Find each line in the entries below that contains the word "grassy", matching case exactly, and copy those lines out.

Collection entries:
## Begin

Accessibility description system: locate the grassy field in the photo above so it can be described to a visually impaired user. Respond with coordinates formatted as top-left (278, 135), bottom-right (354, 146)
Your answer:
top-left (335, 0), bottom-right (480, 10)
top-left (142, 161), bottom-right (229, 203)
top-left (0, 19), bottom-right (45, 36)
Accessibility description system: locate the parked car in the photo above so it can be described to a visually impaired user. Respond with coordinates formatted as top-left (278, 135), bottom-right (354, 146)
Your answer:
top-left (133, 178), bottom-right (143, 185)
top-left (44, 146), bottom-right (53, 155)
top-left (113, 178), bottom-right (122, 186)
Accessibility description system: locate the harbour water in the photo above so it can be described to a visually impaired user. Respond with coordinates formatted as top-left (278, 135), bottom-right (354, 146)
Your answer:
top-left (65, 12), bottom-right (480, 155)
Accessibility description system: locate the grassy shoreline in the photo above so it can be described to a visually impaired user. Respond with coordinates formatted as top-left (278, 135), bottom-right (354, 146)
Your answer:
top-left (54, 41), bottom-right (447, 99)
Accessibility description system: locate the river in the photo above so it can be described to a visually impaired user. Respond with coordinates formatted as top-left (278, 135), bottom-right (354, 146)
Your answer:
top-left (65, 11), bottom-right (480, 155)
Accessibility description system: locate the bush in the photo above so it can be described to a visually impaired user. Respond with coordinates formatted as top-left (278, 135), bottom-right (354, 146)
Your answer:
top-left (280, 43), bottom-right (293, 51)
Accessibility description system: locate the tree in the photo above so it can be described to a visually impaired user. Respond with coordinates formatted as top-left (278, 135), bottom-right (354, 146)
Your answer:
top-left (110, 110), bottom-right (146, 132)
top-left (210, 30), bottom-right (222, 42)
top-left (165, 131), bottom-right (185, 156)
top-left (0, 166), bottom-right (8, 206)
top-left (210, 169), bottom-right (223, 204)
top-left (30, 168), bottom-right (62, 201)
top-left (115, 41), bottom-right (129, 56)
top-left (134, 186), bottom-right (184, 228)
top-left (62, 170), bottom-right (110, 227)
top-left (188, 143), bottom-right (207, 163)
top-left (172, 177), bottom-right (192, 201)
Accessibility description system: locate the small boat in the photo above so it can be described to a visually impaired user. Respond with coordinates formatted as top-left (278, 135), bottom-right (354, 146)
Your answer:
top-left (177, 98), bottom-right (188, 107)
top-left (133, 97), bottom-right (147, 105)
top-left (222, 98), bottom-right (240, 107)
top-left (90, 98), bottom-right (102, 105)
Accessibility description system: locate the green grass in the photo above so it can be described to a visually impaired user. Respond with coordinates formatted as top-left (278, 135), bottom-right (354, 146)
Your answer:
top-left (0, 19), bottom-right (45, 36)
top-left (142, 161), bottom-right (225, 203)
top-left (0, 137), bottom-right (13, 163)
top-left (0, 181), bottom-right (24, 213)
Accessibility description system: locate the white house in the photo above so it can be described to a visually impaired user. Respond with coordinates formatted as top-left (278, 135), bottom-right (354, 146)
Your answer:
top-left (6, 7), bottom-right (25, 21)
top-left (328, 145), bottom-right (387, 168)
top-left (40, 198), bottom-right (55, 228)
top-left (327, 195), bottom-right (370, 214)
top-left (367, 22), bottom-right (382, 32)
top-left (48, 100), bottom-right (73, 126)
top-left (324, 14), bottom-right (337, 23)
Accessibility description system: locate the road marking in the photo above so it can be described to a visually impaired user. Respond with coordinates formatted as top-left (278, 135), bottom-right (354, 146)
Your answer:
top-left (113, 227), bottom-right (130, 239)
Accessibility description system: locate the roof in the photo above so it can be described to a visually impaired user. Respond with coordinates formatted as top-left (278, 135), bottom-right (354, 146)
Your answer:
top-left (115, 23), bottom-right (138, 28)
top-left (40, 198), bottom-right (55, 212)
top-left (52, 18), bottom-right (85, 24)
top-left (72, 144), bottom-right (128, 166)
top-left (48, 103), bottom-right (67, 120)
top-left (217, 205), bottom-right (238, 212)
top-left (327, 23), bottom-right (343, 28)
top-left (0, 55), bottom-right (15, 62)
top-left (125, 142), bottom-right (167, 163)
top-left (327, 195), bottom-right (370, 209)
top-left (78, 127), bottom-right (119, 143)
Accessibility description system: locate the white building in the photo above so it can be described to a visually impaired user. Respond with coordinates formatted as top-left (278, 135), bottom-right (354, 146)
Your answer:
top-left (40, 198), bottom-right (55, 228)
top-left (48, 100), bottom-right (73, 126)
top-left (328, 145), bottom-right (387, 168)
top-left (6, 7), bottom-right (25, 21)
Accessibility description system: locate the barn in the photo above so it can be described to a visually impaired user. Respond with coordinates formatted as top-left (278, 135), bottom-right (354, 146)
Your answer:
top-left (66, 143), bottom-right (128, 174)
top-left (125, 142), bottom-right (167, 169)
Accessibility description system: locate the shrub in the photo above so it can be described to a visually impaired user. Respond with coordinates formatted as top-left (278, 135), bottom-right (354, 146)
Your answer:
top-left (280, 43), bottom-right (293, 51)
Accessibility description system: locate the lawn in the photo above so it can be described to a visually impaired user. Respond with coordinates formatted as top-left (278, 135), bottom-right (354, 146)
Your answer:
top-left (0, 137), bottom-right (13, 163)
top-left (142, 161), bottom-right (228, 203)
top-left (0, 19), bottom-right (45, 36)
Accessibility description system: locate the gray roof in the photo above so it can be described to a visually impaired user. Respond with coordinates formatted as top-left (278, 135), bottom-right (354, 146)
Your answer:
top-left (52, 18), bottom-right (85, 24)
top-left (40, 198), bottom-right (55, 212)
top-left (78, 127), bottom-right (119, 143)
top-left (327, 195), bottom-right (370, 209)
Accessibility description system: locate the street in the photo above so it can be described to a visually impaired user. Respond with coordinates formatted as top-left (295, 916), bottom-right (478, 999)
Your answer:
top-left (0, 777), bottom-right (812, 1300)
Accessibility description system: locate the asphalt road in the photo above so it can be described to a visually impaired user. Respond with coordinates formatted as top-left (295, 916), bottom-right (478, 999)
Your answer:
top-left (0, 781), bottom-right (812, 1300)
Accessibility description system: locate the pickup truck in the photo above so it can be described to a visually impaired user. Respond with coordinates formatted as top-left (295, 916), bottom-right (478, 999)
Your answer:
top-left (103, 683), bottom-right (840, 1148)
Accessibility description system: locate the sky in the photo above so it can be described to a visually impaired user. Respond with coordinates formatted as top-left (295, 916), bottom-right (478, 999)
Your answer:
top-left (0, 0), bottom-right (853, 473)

## End

▶ **COMPLETE OUTPUT**:
Accessibility description system: locate the grassy field in the photo above so it can be described to a visually impaired user. Respond with coordinates formatted as top-left (278, 135), bottom-right (354, 146)
Accessibility description system: locate the grassy shoreline in the photo above so it can be described to a visually impaired user. Respond with coordinates formatted as top-left (278, 135), bottom-right (354, 146)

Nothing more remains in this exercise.